▶ _About this exercise_: Return the lines from the very first one through the line that contains "positive clicks: (206, 454)", both included, copied verbatim.

Stored records
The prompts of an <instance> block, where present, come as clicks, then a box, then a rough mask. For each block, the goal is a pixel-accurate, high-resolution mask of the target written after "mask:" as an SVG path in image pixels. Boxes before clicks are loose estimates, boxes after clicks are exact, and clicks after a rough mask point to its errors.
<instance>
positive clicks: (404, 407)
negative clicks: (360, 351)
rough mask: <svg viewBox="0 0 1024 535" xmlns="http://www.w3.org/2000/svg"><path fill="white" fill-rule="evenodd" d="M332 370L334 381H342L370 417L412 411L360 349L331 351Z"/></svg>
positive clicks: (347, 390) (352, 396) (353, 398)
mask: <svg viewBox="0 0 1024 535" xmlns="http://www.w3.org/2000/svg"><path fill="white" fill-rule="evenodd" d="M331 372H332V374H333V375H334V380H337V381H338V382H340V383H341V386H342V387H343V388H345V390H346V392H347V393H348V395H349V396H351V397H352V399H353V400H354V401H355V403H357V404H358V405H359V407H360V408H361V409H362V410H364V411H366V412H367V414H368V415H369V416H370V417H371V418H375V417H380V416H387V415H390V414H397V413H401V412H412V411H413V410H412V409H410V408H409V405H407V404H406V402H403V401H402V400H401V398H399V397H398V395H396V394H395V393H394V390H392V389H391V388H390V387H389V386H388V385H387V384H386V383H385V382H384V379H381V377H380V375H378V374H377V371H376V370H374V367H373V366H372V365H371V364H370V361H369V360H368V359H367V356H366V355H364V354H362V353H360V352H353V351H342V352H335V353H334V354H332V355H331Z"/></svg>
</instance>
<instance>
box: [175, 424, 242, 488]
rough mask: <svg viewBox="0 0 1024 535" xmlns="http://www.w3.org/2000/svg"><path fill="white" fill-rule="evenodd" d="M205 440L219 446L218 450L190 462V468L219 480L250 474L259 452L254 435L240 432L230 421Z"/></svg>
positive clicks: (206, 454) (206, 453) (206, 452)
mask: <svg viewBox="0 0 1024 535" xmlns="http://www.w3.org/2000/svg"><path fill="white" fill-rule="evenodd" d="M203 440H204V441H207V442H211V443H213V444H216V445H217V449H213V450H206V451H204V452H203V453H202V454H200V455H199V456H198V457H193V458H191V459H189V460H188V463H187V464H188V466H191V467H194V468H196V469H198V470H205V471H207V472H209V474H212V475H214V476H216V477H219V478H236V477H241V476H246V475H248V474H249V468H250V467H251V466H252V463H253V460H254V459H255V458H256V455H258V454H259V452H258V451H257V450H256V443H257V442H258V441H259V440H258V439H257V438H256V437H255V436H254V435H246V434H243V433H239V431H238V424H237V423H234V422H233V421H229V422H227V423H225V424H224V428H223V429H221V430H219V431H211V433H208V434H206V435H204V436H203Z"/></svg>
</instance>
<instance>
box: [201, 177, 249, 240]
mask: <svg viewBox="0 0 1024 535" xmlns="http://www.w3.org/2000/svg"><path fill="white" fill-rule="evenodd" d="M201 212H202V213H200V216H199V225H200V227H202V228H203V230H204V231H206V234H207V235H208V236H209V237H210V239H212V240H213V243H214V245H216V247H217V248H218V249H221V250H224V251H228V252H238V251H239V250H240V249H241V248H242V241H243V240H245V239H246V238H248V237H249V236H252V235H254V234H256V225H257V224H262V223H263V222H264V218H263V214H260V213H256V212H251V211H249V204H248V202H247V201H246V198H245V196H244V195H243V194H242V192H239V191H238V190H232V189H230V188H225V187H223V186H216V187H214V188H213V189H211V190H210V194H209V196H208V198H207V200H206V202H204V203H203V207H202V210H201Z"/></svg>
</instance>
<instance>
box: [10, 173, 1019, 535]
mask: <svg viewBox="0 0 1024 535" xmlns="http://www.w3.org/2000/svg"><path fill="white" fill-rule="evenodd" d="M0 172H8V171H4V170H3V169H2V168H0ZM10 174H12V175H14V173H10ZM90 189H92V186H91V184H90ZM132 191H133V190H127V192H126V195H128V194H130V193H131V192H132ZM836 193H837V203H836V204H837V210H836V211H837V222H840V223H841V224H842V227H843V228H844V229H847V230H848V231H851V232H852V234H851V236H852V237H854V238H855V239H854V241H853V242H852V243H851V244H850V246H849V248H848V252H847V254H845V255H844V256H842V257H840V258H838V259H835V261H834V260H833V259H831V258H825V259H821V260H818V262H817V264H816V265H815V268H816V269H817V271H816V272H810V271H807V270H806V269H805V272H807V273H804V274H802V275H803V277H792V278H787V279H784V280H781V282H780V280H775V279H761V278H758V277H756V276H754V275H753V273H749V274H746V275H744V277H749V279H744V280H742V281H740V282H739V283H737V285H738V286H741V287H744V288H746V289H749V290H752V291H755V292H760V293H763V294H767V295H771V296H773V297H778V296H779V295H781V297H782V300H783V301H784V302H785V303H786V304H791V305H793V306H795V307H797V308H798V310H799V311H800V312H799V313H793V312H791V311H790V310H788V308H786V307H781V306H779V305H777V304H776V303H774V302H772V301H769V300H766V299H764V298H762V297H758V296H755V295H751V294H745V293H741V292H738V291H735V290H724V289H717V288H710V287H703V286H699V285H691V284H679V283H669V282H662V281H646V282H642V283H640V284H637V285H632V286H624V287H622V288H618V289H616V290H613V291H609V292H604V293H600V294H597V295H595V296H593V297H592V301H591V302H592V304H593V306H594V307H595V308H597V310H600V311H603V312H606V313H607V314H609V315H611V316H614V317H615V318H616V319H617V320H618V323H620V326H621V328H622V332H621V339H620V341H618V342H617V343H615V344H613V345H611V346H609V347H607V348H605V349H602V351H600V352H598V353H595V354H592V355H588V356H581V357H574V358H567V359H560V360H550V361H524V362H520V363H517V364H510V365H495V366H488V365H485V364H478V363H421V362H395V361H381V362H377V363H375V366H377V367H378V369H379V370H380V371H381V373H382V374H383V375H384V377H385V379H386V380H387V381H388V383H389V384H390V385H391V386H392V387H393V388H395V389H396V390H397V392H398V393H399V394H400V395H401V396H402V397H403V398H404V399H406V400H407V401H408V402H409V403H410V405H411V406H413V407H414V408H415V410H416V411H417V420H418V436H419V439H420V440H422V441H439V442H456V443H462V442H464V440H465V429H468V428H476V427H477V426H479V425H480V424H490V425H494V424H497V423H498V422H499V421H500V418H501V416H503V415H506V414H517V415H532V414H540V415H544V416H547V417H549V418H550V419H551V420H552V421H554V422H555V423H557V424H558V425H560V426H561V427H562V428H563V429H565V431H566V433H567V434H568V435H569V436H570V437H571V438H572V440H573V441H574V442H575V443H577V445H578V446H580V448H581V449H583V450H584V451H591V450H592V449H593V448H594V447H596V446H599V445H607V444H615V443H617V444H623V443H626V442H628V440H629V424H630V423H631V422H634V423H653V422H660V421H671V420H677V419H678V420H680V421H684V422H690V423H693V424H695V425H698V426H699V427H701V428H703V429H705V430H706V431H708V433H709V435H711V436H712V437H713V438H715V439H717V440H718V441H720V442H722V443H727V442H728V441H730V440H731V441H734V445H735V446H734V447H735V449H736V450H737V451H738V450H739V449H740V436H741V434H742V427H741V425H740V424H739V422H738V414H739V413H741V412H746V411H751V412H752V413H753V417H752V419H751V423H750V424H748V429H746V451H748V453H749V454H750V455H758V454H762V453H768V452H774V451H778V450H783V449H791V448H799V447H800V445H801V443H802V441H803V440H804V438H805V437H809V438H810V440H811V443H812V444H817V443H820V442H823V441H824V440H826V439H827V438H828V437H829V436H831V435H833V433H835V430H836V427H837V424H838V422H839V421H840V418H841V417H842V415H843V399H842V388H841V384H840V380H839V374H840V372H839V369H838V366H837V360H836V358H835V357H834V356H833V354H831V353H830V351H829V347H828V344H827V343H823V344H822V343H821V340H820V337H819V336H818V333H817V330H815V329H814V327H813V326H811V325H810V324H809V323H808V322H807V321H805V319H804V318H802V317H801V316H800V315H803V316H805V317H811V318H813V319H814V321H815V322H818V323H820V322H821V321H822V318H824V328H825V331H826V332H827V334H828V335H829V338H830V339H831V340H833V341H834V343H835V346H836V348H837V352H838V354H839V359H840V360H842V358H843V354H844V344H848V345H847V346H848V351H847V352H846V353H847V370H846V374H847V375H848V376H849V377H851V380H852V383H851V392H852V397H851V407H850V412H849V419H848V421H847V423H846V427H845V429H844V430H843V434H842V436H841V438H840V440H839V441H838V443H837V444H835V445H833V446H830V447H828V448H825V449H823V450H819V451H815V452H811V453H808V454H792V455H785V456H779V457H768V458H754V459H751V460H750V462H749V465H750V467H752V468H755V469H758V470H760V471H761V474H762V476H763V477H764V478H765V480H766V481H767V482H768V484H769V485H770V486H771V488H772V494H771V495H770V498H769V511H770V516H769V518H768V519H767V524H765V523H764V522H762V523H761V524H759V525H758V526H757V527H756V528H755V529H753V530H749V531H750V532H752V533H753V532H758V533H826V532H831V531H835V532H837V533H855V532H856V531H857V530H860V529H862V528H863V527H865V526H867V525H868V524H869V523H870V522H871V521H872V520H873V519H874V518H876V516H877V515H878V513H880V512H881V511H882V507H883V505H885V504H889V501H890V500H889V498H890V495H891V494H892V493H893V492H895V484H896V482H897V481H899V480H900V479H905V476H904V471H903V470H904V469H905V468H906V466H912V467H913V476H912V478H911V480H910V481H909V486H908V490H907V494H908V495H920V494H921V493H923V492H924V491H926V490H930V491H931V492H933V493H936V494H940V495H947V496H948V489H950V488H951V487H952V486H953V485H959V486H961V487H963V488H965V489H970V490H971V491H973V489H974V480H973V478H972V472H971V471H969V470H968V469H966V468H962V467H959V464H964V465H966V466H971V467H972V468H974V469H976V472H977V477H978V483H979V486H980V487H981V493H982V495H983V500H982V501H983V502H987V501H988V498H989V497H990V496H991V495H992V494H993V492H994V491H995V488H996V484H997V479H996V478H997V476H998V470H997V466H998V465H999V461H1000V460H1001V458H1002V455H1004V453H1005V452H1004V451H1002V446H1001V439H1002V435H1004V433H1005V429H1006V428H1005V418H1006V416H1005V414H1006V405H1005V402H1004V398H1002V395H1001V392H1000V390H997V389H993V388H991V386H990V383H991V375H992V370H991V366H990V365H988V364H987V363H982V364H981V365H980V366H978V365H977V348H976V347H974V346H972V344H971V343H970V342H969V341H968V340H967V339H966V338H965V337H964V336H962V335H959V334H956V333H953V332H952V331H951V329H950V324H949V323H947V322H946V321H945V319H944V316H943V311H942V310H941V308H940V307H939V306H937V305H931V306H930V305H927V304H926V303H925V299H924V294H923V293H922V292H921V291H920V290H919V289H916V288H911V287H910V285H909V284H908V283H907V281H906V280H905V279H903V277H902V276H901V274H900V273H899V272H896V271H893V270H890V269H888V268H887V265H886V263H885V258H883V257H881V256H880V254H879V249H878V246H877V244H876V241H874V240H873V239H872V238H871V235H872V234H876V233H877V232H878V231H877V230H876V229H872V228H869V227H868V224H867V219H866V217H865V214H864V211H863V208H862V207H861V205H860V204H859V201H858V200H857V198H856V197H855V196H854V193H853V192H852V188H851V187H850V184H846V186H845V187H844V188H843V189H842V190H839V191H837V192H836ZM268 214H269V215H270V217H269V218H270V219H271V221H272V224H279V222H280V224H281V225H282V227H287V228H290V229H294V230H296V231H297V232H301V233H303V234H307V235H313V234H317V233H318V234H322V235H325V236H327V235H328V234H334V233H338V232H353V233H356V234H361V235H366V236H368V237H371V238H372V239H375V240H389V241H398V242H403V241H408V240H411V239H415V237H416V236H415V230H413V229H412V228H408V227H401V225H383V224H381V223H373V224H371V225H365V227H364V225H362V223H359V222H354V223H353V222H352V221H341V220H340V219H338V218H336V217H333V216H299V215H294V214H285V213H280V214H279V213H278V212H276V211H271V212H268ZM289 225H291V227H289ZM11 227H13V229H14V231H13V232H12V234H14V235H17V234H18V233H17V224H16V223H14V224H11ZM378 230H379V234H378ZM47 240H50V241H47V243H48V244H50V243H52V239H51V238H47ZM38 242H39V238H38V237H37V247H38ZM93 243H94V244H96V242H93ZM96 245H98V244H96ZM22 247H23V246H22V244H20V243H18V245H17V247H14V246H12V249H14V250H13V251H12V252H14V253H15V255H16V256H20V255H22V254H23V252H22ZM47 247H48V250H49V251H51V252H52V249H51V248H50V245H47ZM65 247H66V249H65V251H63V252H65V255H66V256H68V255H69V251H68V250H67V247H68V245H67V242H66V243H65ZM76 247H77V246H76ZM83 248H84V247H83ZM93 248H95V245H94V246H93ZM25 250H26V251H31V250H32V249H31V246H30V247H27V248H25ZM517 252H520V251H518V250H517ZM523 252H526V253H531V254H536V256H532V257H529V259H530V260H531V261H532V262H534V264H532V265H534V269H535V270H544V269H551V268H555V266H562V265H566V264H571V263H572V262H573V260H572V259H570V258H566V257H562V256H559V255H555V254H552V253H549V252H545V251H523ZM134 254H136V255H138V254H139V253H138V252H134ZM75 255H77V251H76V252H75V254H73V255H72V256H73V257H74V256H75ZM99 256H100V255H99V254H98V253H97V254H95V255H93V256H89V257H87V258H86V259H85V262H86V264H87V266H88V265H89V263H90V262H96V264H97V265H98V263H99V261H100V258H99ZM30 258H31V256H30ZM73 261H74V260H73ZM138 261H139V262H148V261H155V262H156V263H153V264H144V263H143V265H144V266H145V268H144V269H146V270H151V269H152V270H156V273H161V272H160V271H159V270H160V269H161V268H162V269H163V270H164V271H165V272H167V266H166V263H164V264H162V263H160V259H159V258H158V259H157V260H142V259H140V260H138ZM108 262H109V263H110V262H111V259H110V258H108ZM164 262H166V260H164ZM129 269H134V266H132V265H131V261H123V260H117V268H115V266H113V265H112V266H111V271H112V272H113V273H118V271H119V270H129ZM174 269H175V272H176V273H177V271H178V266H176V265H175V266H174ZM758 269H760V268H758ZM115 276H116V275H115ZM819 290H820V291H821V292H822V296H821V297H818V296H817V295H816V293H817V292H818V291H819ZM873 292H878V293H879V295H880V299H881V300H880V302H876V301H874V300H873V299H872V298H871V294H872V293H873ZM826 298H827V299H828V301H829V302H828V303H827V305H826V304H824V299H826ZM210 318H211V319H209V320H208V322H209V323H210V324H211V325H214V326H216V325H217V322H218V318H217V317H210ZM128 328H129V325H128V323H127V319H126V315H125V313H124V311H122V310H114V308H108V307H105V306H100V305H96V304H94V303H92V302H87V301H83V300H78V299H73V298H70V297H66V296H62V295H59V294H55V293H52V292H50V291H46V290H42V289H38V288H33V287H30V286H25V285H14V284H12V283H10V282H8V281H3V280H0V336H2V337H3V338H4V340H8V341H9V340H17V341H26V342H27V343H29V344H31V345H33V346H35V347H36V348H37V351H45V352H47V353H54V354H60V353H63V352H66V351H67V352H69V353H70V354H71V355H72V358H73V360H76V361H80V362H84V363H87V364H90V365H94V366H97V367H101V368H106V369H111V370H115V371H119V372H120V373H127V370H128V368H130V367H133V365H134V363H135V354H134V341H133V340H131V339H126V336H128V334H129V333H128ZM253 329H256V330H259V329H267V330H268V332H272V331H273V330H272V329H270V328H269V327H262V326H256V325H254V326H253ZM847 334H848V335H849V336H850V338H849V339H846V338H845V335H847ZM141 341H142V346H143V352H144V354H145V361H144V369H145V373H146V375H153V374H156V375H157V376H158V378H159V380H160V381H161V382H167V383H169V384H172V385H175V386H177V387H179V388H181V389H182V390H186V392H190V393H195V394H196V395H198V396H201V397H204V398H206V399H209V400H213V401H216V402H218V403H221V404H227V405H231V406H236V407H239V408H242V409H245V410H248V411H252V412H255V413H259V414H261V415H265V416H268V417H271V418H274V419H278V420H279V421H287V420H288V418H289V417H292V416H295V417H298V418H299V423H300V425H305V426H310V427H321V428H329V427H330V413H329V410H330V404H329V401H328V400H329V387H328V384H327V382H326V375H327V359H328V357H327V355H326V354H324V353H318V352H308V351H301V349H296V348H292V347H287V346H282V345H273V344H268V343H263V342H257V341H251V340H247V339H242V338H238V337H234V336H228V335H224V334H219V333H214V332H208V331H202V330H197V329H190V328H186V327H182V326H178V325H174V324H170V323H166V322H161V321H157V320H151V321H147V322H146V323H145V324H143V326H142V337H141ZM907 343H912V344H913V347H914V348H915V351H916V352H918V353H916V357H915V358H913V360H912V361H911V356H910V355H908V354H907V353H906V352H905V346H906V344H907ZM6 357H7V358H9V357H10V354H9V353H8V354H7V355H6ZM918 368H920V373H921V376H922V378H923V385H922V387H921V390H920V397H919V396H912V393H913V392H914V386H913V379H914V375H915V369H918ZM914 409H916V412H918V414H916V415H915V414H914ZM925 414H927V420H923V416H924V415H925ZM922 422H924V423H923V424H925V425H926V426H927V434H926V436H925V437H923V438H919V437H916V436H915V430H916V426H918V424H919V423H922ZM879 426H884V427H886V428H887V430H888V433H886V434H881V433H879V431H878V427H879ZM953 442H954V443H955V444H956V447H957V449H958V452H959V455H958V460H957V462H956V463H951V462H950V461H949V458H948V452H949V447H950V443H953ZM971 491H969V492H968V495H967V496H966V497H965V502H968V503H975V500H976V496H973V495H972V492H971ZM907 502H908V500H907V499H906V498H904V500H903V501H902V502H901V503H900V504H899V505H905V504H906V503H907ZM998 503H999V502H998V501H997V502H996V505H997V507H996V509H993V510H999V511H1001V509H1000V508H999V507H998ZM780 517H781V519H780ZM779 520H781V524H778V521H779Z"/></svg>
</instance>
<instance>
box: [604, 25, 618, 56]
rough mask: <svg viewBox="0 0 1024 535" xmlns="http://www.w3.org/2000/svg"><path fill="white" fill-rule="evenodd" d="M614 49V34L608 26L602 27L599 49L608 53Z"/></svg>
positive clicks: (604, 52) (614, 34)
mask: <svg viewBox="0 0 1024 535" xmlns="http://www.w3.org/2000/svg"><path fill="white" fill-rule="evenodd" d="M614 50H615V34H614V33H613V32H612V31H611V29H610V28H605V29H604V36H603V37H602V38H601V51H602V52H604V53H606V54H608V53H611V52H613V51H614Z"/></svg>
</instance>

▶ _Exercise response_:
The prompts of an <instance> block, where present, come as clicks, then a box, then a rough mask. For each block, the goal is a pixel-accurate, high-resolution mask of the target written after "mask:" as an SVG path in image pixels. Boxes before clicks are loose estimates, boxes after clicks are exact, and clicks after a rough mask point to its errors.
<instance>
positive clicks: (404, 407)
negative clicks: (360, 351)
rough mask: <svg viewBox="0 0 1024 535" xmlns="http://www.w3.org/2000/svg"><path fill="white" fill-rule="evenodd" d="M332 370L334 381H342L370 417L412 411L360 349L331 351Z"/></svg>
positive clicks: (347, 390) (352, 396) (353, 398)
mask: <svg viewBox="0 0 1024 535" xmlns="http://www.w3.org/2000/svg"><path fill="white" fill-rule="evenodd" d="M331 372H332V374H333V375H334V380H337V381H338V382H340V383H341V386H342V387H343V388H345V390H346V392H347V393H348V395H349V396H351V397H352V399H353V400H354V401H355V403H357V404H358V405H359V407H360V408H361V409H362V410H364V411H366V412H367V414H368V415H369V416H370V417H371V418H375V417H380V416H387V415H390V414H397V413H401V412H412V411H413V410H412V409H410V408H409V405H407V404H406V402H403V401H402V400H401V398H399V397H398V395H396V394H395V393H394V390H392V389H391V388H390V387H389V386H388V385H387V384H386V383H385V382H384V379H381V377H380V375H378V374H377V371H376V370H374V367H373V366H372V365H371V364H370V361H369V360H368V359H367V356H366V355H364V354H362V353H360V352H353V351H342V352H335V353H334V354H332V355H331Z"/></svg>
</instance>
<instance>
box: [175, 424, 242, 488]
rough mask: <svg viewBox="0 0 1024 535" xmlns="http://www.w3.org/2000/svg"><path fill="white" fill-rule="evenodd" d="M205 440L219 446L218 450L190 462V468L219 480L250 474L259 452L254 435L240 432L230 421Z"/></svg>
positive clicks: (206, 454) (206, 453) (206, 452)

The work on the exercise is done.